## Written exercise
Reproduce the listing from the line containing "indicate the ceiling fan light" through the end of the listing, substituting "dark" for "black" and leaving everything else unchanged.

═══ Source data

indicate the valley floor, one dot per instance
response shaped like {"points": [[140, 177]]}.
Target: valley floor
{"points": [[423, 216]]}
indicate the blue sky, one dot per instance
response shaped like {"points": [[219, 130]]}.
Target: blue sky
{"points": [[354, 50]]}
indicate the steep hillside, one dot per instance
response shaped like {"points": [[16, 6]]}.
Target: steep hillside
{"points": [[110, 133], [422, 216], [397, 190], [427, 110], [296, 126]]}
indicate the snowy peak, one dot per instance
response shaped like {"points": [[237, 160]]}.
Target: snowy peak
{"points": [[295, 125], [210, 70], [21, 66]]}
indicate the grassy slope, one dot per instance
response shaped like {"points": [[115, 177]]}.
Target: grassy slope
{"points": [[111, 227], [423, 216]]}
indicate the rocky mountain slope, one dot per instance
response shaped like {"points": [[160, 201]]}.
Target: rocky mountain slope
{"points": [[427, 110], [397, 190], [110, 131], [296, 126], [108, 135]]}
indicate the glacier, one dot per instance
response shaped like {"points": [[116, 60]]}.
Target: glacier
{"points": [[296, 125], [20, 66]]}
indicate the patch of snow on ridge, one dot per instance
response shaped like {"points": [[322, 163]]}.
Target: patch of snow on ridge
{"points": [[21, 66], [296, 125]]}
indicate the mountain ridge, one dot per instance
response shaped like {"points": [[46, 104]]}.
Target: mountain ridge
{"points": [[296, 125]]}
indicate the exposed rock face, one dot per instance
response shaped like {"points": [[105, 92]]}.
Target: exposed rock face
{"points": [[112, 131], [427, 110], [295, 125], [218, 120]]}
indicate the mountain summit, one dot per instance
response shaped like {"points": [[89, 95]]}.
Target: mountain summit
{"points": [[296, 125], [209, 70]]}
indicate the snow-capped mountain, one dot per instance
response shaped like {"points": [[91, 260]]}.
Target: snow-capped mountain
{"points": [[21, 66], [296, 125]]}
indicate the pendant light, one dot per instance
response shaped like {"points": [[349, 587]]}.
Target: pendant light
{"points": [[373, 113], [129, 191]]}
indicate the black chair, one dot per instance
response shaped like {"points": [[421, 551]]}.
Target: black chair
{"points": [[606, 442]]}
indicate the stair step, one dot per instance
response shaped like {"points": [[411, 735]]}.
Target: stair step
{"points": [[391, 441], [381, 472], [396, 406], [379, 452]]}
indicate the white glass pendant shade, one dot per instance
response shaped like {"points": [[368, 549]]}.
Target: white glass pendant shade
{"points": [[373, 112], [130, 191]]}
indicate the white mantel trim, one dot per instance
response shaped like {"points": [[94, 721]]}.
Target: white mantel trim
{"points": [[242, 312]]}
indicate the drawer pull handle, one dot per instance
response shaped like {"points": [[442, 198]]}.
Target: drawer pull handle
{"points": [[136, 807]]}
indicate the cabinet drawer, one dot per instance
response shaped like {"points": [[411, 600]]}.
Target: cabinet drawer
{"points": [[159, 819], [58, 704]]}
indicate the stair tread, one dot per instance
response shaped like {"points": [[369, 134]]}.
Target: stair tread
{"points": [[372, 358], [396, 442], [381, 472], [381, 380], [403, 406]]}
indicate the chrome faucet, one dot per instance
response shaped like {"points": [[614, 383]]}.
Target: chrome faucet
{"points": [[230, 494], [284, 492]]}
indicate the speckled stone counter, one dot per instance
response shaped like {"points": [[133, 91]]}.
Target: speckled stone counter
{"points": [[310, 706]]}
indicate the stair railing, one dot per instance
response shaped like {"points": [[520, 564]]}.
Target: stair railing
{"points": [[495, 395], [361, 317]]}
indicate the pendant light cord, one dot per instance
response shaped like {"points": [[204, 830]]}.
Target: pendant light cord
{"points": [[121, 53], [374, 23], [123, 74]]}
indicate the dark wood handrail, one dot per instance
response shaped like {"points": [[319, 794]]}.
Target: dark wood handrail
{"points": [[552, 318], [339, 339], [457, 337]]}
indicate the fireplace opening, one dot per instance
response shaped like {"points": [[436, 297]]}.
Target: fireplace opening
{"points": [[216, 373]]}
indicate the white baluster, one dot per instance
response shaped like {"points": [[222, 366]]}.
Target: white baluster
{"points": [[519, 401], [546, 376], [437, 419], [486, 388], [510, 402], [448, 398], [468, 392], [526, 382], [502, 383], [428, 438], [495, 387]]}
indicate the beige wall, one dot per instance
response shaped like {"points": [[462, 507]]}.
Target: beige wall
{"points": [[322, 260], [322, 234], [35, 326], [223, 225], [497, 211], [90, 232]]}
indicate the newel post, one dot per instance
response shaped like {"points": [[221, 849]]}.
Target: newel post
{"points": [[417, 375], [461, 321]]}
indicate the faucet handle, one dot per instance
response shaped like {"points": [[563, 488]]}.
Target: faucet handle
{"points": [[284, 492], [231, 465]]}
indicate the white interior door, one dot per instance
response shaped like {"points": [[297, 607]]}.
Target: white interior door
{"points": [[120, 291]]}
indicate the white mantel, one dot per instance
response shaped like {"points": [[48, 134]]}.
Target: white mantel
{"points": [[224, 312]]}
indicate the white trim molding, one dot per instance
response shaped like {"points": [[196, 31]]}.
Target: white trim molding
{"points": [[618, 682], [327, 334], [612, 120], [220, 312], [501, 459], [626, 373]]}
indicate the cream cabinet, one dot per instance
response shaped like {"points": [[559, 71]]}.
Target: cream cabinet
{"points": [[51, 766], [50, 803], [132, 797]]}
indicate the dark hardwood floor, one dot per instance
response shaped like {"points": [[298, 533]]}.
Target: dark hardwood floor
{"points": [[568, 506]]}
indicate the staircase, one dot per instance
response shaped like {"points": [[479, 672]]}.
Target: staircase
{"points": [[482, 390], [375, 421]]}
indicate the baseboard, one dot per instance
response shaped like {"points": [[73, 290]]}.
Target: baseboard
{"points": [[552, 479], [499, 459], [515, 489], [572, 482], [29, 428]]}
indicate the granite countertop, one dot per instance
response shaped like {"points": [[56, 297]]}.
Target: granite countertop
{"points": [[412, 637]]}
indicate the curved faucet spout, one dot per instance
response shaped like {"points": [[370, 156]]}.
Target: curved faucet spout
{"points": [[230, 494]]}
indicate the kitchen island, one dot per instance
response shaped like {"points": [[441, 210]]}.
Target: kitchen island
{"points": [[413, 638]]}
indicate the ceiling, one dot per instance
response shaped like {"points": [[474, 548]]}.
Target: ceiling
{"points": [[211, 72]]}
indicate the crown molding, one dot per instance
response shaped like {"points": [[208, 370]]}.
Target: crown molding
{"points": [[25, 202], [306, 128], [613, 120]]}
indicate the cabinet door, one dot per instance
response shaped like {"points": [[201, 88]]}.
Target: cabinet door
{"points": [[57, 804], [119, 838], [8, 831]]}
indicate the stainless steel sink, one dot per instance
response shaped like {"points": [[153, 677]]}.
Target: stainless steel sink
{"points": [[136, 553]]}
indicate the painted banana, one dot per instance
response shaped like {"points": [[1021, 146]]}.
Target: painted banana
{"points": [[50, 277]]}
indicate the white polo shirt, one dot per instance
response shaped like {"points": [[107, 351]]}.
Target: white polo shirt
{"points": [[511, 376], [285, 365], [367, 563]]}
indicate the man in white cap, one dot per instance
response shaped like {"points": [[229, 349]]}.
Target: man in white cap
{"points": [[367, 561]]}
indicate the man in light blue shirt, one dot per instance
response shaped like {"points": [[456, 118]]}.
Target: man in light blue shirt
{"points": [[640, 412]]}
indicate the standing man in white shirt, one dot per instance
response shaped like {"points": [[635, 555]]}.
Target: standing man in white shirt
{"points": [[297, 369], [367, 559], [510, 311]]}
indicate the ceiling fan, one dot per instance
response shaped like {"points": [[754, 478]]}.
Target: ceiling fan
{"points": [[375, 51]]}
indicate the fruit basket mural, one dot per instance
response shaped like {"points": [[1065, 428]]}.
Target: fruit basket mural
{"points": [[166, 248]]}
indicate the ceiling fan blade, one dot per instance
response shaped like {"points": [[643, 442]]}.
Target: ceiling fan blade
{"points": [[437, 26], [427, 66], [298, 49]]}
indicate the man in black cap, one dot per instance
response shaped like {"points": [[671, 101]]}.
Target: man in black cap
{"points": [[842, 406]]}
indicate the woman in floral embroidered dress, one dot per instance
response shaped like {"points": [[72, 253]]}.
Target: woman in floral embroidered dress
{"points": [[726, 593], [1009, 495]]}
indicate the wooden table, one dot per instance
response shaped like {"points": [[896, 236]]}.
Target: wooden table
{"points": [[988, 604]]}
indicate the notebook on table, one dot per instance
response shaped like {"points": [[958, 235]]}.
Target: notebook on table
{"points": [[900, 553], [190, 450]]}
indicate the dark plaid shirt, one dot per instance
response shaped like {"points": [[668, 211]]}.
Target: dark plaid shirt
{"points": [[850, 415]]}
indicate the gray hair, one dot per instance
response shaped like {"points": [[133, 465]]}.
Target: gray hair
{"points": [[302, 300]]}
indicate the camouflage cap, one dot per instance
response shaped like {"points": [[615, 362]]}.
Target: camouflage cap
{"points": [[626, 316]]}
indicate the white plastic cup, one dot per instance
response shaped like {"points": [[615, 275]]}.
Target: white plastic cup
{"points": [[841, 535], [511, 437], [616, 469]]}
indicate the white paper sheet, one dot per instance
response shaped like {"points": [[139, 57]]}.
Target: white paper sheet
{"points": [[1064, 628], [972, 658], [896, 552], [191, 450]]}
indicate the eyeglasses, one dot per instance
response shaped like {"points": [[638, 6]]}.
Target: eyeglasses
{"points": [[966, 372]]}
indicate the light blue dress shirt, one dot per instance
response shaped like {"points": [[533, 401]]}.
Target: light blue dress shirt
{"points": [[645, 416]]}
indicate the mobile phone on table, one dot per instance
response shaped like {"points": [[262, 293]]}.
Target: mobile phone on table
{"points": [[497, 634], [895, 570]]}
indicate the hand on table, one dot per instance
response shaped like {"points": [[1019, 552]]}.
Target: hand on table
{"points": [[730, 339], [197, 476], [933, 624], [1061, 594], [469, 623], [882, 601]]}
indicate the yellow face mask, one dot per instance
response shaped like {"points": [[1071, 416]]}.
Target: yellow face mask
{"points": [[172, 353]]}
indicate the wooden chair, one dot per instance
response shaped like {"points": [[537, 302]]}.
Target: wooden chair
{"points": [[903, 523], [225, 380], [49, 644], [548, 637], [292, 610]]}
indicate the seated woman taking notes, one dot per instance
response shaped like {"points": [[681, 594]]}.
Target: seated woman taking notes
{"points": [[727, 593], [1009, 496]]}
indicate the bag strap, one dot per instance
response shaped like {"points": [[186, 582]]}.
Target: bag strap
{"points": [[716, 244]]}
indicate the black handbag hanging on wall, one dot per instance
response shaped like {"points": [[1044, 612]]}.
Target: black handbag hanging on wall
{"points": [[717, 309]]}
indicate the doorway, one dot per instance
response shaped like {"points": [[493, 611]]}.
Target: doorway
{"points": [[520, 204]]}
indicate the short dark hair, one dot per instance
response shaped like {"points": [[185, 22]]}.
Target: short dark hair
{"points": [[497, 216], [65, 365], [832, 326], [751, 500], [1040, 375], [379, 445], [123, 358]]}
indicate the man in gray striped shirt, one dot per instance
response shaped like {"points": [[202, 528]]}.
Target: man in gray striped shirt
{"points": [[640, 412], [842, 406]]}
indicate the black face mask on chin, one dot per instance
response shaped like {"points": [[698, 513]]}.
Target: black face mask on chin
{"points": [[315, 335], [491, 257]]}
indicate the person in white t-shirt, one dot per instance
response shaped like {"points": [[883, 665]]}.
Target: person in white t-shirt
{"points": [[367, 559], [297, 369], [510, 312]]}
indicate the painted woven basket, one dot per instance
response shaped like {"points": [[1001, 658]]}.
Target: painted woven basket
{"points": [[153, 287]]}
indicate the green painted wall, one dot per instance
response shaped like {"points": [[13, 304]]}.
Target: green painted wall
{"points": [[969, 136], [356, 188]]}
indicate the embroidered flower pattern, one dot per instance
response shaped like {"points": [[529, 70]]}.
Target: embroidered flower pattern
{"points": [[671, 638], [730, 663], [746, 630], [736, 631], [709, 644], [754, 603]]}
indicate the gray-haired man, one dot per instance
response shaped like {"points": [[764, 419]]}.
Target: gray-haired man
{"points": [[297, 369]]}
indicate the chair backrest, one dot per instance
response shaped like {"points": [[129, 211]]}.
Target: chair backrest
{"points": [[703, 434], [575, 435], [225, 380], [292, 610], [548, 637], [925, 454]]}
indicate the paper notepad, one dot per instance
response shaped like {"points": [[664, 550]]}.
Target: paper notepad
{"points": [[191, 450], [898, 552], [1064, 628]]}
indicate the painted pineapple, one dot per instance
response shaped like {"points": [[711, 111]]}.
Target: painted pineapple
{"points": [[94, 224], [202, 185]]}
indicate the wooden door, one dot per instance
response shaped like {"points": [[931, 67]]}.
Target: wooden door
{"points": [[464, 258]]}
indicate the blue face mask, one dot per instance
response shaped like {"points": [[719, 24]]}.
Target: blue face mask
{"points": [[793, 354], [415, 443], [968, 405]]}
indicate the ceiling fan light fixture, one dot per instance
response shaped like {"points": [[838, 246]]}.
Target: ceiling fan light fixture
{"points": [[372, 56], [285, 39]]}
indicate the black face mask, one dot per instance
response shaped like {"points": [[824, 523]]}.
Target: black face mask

══════

## Solution to the exercise
indicate the ceiling fan light fixture, one dot per instance
response shaped like {"points": [[838, 246]]}.
Target: ceiling fan light fixture
{"points": [[372, 56], [285, 39]]}
indicate the dark face mask, one dot per instance
response shaped like {"points": [[824, 523]]}.
Target: dark face mask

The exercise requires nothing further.